▶ [PROBLEM REQUIREMENTS] Could you write out these lines again, substituting "density-map project" for "heat-map build" everywhere it occurs and leaving everything else as it is?

----

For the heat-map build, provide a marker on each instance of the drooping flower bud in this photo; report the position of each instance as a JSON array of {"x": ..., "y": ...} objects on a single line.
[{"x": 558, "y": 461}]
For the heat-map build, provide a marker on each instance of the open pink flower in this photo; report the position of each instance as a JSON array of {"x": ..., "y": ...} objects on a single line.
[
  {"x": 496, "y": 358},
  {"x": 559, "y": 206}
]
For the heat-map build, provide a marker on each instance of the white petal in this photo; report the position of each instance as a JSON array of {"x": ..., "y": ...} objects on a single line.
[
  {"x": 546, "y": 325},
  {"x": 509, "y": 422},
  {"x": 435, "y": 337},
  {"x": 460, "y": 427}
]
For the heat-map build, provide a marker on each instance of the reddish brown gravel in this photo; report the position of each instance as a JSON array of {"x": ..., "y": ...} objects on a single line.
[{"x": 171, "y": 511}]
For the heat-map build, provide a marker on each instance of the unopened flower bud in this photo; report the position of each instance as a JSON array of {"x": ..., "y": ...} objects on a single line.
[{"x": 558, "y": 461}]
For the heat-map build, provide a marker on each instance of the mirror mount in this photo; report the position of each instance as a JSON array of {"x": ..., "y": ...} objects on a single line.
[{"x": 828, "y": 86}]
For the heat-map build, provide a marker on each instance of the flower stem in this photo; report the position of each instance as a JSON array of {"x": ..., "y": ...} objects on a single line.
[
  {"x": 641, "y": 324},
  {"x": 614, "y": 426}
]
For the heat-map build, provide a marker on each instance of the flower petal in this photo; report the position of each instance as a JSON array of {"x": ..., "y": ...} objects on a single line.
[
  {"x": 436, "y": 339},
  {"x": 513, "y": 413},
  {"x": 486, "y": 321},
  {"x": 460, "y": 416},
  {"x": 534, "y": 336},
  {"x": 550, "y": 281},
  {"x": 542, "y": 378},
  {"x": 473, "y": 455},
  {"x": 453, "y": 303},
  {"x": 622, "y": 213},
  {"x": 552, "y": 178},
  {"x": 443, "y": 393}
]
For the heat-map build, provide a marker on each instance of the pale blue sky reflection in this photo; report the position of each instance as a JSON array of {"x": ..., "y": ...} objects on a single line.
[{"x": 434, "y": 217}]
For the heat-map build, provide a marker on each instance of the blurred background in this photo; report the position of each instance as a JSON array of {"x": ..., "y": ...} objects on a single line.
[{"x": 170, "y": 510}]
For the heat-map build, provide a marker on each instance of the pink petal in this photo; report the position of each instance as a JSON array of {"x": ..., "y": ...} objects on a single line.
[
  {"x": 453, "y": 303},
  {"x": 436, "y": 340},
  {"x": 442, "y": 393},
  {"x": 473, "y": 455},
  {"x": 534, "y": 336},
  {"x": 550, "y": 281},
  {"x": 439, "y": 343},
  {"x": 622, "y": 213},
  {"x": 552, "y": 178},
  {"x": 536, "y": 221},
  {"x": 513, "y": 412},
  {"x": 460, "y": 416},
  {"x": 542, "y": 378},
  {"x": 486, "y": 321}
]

----

▶ [EXERCISE RESULT]
For the density-map project, provide a marker on each instance of the drooping flower bud in this photo; report the position of each instance as a JSON array of {"x": ..., "y": ...} objects on a single line.
[{"x": 558, "y": 461}]
For the density-map project, provide a marker on each instance of the open pink flower in this photo; report the position of each instance as a JSON array of {"x": ..., "y": ...} objects on a single line.
[
  {"x": 496, "y": 358},
  {"x": 559, "y": 206}
]
For the density-map project, provide a marker on each instance of the white petal in this photo; report the position of each instance as a JSON array of {"x": ..., "y": ...} objects on a single line.
[
  {"x": 546, "y": 325},
  {"x": 509, "y": 422},
  {"x": 435, "y": 337},
  {"x": 460, "y": 427}
]
For the density-map project, provide a marker on each instance of the reddish brown gravel in this photo; report the position of each instance as a JSON array of {"x": ..., "y": ...} objects on a single line.
[{"x": 171, "y": 511}]
For the density-map project, provide a marker on each instance of the unopened flower bud in this photo; report the position of each instance as a JSON array of {"x": ..., "y": ...} objects on a single line.
[{"x": 558, "y": 461}]
For the density-map project, provide a marker on each instance of the mirror mount in this photo; report the position of each instance as a JSON array of {"x": ..., "y": ...} objects on a single line.
[{"x": 828, "y": 86}]
For the density-map project, provide a marker on each instance of the flower stem in this photo; report the position of each instance as a JSON array of {"x": ..., "y": ...} objects on a single line.
[
  {"x": 641, "y": 324},
  {"x": 614, "y": 426}
]
For the density-map project, provide a marker on each instance of the flower petal in this photo; report the position of each instance as a JSON array of {"x": ..., "y": ...} objects on a single line.
[
  {"x": 436, "y": 339},
  {"x": 513, "y": 413},
  {"x": 486, "y": 321},
  {"x": 460, "y": 416},
  {"x": 534, "y": 336},
  {"x": 550, "y": 281},
  {"x": 542, "y": 378},
  {"x": 473, "y": 455},
  {"x": 453, "y": 303},
  {"x": 622, "y": 213},
  {"x": 552, "y": 178},
  {"x": 443, "y": 393}
]
For the density-map project, provide a marker on each instance of the pale blue sky reflection in this photo; report the position of each instance as a JSON array of {"x": ..., "y": ...} objects on a single line.
[{"x": 434, "y": 217}]
For the density-map project, provide a marker on each instance of the blurred background in this photo; report the position of each instance as a JSON array of {"x": ..., "y": ...} objects on a single line.
[{"x": 170, "y": 510}]
For the density-map project, provide a marker on each instance of the pink petal in this photo; report the position of each instance as a JSON array of {"x": ..., "y": ...} objects on a single line.
[
  {"x": 453, "y": 303},
  {"x": 436, "y": 340},
  {"x": 442, "y": 393},
  {"x": 473, "y": 455},
  {"x": 534, "y": 336},
  {"x": 550, "y": 281},
  {"x": 439, "y": 343},
  {"x": 622, "y": 213},
  {"x": 552, "y": 178},
  {"x": 536, "y": 221},
  {"x": 513, "y": 412},
  {"x": 460, "y": 416},
  {"x": 542, "y": 378},
  {"x": 486, "y": 321}
]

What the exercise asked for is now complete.